AIM OF THE TASK —
From the data below, return the exact lines starting at the line containing "box: [27, 238, 298, 353]" and ending at the line containing "positive clicks: (47, 283)", both included, and nothing else.

MATERIAL PROVIDED —
★ ★ ★ ★
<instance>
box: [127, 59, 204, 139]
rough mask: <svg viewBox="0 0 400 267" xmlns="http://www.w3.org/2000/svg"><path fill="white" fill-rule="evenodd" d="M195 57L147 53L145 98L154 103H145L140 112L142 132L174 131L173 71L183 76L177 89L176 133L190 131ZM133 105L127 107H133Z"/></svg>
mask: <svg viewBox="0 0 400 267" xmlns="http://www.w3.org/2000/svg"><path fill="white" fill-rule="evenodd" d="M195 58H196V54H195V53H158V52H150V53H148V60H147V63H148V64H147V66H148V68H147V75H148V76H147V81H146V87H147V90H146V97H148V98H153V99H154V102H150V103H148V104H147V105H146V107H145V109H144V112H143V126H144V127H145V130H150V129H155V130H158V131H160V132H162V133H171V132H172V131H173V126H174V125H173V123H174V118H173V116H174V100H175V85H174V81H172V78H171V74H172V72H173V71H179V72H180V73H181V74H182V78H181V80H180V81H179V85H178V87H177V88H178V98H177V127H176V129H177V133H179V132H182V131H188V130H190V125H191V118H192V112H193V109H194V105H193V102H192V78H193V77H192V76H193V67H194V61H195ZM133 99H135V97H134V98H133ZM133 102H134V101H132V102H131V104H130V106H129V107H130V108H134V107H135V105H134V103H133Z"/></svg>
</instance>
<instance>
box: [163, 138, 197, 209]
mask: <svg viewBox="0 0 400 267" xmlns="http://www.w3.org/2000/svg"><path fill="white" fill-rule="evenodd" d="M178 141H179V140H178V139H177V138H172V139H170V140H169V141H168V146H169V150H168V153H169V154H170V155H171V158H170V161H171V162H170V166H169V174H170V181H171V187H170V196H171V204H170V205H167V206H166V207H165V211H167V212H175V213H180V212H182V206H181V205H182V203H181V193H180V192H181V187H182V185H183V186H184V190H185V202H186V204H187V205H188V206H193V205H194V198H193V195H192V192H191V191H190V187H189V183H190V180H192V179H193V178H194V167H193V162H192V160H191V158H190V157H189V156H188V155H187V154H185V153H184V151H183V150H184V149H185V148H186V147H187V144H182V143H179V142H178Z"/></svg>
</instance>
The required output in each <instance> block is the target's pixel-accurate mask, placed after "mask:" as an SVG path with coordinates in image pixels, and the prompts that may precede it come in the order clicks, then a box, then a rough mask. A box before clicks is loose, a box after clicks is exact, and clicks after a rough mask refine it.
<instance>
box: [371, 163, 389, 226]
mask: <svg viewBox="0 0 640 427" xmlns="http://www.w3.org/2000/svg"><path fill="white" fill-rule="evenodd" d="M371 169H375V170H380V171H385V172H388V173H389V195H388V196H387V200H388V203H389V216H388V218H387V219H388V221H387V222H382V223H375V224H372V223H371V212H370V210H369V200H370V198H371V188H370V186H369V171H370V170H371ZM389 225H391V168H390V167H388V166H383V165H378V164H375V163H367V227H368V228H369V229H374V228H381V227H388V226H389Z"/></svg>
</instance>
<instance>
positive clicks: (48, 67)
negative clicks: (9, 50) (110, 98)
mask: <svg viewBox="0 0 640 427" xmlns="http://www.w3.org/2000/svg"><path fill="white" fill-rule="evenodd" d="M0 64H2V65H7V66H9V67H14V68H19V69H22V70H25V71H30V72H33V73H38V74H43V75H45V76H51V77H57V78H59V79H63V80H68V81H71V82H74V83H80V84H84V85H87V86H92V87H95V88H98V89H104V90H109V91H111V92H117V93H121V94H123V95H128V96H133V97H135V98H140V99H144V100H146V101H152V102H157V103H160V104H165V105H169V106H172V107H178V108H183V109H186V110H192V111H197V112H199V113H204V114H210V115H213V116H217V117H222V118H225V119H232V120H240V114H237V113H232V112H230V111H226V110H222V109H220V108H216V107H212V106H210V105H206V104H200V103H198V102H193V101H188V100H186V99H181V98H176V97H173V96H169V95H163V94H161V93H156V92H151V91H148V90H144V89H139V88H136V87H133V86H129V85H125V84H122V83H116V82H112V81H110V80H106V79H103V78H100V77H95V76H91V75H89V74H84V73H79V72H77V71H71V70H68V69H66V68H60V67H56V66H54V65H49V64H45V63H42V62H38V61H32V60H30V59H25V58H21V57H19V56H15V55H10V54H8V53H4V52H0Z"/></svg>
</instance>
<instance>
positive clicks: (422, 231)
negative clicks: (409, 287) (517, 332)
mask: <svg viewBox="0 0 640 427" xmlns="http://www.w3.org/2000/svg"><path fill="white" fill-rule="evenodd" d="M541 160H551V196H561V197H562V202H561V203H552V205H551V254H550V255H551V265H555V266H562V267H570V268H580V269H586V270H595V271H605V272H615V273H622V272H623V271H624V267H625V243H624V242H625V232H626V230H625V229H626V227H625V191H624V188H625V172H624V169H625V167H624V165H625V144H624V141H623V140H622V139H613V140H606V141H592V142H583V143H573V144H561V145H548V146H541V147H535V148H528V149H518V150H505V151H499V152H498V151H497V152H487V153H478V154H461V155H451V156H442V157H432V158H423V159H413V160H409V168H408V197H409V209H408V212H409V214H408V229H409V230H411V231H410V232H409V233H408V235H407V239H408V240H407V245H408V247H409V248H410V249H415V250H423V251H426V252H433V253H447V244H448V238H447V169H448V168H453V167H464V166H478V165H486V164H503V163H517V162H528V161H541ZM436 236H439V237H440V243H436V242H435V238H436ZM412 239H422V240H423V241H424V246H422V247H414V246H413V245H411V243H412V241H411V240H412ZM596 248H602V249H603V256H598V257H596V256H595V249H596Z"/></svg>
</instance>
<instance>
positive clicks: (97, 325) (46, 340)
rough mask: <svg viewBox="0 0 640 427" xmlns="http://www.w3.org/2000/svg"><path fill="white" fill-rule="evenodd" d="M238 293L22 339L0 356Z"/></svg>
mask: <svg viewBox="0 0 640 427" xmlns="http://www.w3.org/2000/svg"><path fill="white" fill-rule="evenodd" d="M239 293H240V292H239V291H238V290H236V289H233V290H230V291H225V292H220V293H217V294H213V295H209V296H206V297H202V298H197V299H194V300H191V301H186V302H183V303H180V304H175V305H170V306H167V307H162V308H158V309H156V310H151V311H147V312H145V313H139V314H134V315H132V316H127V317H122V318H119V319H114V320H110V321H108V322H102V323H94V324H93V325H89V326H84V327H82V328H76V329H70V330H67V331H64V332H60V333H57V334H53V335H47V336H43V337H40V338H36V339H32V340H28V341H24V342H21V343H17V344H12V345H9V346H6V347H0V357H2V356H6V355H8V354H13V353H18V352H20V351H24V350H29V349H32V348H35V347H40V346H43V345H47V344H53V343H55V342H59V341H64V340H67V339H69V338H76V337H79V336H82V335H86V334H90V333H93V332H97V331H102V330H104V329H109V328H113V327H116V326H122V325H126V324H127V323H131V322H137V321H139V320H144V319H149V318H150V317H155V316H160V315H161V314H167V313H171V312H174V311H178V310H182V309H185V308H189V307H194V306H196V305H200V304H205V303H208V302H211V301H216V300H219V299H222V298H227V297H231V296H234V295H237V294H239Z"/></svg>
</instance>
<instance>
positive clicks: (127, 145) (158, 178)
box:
★ ★ ★ ★
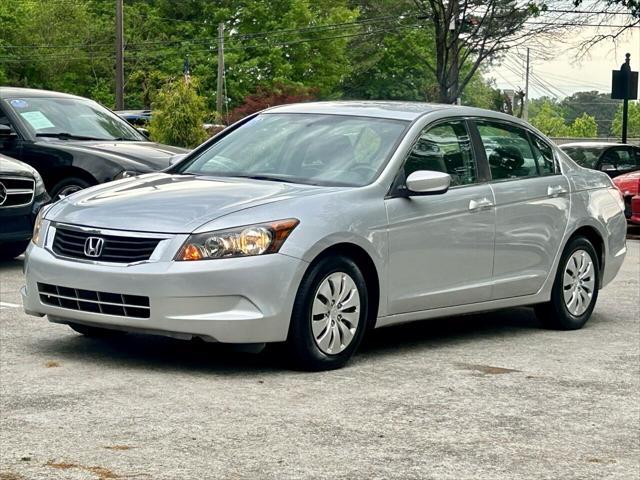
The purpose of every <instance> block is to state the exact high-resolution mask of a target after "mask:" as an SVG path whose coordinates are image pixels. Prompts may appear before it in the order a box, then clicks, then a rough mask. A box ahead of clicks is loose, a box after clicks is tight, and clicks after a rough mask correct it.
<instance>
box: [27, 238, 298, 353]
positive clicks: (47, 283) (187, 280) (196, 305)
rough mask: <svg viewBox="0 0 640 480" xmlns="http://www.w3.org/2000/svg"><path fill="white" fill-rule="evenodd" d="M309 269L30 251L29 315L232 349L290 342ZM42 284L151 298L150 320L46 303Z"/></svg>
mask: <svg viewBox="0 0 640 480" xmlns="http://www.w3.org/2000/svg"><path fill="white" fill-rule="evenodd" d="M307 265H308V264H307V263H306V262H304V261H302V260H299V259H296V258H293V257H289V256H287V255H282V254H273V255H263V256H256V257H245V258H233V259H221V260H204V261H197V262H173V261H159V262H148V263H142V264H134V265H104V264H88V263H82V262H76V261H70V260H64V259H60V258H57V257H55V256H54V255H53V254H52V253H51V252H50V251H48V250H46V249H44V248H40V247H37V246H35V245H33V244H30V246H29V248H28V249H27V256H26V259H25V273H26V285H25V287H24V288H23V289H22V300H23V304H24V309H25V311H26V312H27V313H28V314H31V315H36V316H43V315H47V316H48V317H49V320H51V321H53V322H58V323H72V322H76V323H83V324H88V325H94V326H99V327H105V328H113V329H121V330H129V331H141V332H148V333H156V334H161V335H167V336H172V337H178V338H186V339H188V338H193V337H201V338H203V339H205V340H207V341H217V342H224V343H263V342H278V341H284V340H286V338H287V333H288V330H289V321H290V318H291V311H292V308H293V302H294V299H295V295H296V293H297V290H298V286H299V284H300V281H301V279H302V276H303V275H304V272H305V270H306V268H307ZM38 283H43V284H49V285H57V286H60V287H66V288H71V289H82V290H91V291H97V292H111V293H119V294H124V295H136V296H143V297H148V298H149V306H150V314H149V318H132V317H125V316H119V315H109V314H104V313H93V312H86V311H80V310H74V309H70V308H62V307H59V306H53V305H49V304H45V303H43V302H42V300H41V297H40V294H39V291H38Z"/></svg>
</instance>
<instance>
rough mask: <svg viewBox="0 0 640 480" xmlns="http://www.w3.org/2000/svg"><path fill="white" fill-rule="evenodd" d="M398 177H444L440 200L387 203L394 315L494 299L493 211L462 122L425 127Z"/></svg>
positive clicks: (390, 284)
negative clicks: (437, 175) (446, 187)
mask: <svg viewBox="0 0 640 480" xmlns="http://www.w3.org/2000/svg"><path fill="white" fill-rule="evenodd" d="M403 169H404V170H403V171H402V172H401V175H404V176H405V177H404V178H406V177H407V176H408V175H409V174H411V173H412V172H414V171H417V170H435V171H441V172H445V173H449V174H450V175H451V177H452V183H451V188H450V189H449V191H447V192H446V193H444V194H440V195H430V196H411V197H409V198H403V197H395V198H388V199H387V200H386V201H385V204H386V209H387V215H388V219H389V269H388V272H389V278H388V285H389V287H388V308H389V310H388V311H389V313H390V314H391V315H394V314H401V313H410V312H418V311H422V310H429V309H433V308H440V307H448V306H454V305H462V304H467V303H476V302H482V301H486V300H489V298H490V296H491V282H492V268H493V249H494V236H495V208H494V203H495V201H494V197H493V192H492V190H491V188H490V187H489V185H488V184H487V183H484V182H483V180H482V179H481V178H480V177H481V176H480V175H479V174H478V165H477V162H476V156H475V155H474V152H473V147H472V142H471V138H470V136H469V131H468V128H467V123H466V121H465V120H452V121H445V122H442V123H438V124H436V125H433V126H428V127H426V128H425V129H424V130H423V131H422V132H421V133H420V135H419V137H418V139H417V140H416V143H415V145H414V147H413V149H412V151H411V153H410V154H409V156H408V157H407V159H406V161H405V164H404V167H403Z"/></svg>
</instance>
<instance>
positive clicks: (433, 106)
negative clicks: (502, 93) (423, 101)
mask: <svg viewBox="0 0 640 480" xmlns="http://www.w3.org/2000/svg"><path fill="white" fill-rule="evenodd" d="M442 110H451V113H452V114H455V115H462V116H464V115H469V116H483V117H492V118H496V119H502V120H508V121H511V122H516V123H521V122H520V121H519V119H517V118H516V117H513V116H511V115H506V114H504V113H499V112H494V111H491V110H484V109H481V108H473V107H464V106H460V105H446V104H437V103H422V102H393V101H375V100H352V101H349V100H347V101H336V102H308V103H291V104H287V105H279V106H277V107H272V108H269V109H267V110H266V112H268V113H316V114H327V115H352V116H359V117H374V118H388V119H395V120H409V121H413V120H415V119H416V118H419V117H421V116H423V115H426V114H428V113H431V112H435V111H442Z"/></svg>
★ ★ ★ ★
SOLUTION FOR THIS TASK —
box: [27, 238, 298, 353]
positive clicks: (47, 283) (187, 280) (196, 305)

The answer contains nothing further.